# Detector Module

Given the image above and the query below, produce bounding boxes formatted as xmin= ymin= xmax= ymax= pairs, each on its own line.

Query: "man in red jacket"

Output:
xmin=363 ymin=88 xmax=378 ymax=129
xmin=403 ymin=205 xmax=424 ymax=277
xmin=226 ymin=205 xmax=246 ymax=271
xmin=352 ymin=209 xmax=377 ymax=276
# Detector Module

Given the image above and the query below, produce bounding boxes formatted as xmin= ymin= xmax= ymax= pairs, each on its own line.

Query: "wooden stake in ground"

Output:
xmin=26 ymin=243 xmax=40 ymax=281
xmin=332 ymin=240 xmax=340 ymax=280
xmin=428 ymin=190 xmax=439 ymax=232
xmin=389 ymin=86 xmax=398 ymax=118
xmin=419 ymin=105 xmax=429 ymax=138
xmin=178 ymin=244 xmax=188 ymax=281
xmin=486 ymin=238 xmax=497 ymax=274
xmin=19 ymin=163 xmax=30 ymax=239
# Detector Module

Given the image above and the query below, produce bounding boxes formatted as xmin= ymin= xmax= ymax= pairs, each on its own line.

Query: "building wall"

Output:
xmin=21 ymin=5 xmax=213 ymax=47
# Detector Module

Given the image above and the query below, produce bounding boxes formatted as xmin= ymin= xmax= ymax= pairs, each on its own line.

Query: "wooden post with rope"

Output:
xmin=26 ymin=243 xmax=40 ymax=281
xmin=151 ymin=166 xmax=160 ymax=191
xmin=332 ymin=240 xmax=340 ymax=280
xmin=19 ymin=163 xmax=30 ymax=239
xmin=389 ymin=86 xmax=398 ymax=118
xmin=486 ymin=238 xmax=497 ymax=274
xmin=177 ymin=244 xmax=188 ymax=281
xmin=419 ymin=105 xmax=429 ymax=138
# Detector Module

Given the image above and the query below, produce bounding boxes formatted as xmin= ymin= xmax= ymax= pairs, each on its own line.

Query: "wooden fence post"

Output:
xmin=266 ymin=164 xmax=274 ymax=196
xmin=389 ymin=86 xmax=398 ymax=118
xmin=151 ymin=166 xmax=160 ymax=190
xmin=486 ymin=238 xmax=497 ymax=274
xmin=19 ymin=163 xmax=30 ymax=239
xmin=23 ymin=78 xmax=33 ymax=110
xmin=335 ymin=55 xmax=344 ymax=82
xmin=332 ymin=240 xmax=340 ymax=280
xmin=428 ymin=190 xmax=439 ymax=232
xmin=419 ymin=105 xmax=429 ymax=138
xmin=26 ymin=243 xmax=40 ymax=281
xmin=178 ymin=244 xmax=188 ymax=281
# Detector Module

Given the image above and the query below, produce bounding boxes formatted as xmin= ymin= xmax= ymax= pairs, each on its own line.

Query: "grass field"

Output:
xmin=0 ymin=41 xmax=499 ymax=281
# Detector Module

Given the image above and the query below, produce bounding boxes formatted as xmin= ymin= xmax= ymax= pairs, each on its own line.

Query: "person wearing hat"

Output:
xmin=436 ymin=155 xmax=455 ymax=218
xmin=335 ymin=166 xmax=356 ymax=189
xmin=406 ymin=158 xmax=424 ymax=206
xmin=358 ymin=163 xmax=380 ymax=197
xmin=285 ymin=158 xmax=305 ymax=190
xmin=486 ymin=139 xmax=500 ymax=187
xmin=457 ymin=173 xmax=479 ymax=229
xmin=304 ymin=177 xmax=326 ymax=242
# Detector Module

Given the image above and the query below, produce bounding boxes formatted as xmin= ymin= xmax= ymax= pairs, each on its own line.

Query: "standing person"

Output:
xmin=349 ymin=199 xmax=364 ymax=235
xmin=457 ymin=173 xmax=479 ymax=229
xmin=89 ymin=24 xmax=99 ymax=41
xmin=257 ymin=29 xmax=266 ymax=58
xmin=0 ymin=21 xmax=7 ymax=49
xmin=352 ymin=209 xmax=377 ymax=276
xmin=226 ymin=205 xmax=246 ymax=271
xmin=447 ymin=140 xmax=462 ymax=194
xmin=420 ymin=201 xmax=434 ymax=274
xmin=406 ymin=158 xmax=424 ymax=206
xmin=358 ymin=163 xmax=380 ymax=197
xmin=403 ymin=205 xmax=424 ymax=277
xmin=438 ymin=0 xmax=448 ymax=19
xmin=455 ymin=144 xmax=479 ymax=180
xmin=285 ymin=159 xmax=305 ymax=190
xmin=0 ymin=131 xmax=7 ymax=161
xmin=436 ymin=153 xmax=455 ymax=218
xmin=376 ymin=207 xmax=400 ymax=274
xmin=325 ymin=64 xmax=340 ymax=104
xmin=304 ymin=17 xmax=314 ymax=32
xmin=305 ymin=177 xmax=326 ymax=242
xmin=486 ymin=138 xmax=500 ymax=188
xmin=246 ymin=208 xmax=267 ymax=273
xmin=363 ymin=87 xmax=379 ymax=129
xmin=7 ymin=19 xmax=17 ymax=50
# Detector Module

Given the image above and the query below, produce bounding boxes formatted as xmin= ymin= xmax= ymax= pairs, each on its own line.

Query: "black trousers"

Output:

• • • • • • •

** Task objective **
Pick out every line of the records that contains the string "wooden" and copy each one.

** Correct answer **
Query: "wooden stake in ground"
Query: "wooden post with rope"
Query: "wooden fence post"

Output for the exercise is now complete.